## INSTRUCTIONS TO FOLLOW
Everything from the line that contains "Can you find the green grass?" through the final line of the records below should be quoted exactly, except the pictures.

## SUPPLIED RECORDS
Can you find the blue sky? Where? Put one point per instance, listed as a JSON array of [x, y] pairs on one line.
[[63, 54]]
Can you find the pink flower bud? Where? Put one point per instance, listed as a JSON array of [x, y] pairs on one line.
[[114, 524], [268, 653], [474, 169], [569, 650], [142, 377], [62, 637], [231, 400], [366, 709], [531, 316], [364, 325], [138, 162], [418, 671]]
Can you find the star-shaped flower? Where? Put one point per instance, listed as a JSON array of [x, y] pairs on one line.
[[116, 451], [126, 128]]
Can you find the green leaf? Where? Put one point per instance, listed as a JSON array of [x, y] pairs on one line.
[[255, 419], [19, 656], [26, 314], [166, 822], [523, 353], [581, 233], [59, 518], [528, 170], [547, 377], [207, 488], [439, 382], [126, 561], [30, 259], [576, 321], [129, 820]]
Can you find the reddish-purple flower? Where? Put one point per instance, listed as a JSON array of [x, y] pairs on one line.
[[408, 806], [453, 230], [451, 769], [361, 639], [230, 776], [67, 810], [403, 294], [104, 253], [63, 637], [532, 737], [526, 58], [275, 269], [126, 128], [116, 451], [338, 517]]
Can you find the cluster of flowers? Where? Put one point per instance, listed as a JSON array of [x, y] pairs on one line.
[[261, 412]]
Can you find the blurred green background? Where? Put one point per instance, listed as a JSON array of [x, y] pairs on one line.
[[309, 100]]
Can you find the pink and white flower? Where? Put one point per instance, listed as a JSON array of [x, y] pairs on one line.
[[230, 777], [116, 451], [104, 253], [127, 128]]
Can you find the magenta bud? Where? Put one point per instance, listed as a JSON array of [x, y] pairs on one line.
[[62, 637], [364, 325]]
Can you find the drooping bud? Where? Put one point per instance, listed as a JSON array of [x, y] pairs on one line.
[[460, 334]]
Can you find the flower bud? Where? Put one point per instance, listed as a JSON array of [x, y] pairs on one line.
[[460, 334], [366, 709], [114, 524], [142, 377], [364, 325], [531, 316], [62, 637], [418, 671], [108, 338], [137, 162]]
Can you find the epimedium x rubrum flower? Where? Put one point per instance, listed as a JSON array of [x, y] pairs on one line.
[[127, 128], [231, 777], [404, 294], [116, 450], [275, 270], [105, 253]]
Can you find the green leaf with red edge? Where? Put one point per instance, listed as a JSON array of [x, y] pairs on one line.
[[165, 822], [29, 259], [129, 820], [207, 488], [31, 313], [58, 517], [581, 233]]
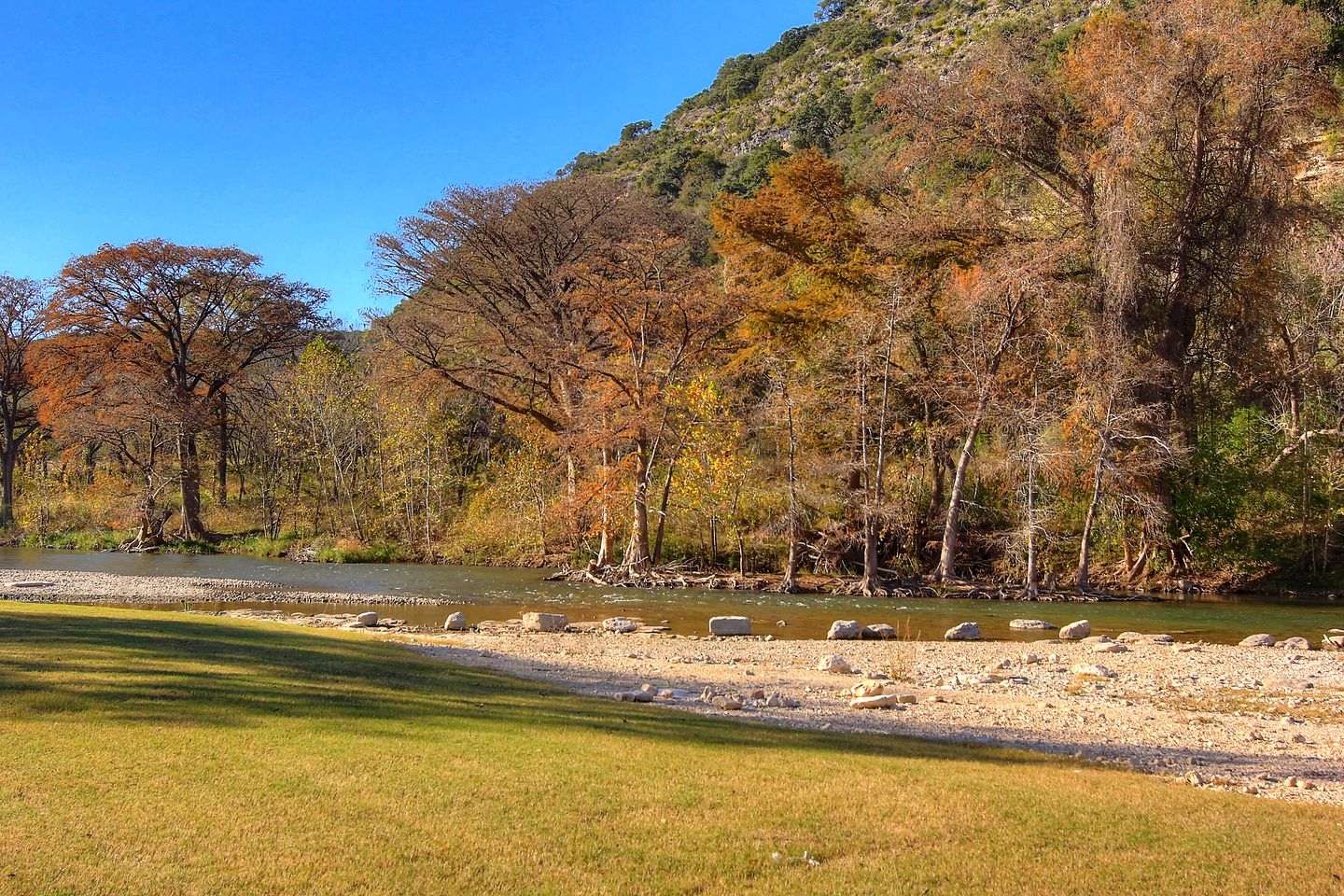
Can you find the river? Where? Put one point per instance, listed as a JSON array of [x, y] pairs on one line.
[[489, 593]]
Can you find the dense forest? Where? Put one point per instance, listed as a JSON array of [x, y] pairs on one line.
[[1044, 296]]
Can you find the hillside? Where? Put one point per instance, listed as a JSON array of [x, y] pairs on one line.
[[816, 86]]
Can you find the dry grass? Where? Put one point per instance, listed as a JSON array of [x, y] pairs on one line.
[[168, 754]]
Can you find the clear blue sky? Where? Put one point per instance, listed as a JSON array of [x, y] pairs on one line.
[[297, 129]]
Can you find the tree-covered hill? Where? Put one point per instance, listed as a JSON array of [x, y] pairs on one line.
[[818, 86]]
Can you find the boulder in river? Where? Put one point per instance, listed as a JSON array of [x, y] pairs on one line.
[[730, 624], [836, 664], [845, 630], [962, 632], [544, 621], [1075, 630]]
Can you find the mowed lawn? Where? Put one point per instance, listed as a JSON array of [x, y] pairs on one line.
[[158, 752]]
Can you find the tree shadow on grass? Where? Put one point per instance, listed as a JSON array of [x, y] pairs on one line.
[[182, 670]]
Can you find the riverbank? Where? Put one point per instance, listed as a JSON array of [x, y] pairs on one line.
[[1258, 721], [66, 586], [185, 754]]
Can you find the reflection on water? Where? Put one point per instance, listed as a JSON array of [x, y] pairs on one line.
[[504, 593]]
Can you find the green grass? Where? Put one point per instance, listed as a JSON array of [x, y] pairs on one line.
[[81, 539], [153, 752]]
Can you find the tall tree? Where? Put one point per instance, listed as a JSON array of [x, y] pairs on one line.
[[24, 320], [180, 323], [573, 303]]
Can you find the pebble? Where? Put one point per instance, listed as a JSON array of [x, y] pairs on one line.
[[962, 632], [834, 664], [1075, 630]]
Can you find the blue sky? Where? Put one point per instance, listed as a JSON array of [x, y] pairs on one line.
[[297, 129]]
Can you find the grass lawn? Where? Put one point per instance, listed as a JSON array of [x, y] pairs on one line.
[[155, 752]]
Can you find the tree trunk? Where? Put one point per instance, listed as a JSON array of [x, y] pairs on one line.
[[222, 465], [873, 497], [946, 567], [191, 528], [790, 583], [8, 458], [663, 512], [638, 556], [1090, 520], [604, 544]]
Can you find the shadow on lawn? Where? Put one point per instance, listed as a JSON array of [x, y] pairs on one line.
[[199, 672]]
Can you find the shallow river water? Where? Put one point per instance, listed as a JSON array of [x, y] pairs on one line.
[[487, 593]]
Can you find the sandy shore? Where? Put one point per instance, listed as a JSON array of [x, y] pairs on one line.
[[1258, 721]]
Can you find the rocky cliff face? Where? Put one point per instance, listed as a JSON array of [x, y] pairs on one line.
[[816, 86]]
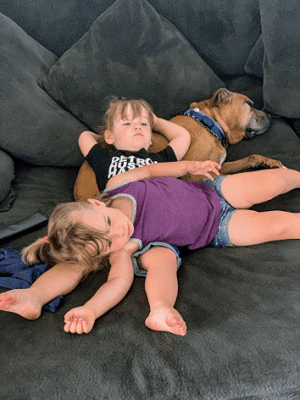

## ANSWER TO THE EXERCISE
Can you find the green grass? Where? Put one point per instance, listed as a JSON array of [x, y] pairs on one line.
[[81, 539], [153, 752]]
Can you find the tall tree? Where? Put one point per instance, listed as a JSON array of [x, y] pairs on one line.
[[24, 320], [180, 323], [573, 303]]
Can you find the pebble? Where? Put one point per instance, listed as a JSON array of [x, y] pairs on one line.
[[962, 632], [834, 664], [1075, 630]]
Can you find the blue sky? Where? Put one point per instance, listed as a JSON array of [x, y] pairs on one line.
[[297, 129]]
Can you find the grass lawn? Where? Put one point per instance, listed as a JSON array of [x, y] pairs on one line.
[[155, 752]]
Can you find the tree trunk? Where? Put one point per instance, listed as a JSON array of [x, y] pairs on one line.
[[222, 465], [873, 497], [946, 567], [191, 528], [790, 583], [8, 458], [663, 512], [638, 556], [1090, 520], [604, 544]]
Can you find the shadow on lawn? Where? Put one point per instance, listed as a JSON array of [x, y] pairs on one line.
[[199, 672]]
Can you find the shallow river water? Where? Put one point per instance, listed as a JSON array of [x, y] pairs on one line.
[[487, 593]]
Can you find the sandy shore? Where? Put one point per instance, listed as a JSON array of [x, y] pairs on one line.
[[1258, 721]]
Can you find the rocky cliff face? Where? Put one point per instance, listed as a JSON array of [x, y] pairs on one line.
[[816, 86]]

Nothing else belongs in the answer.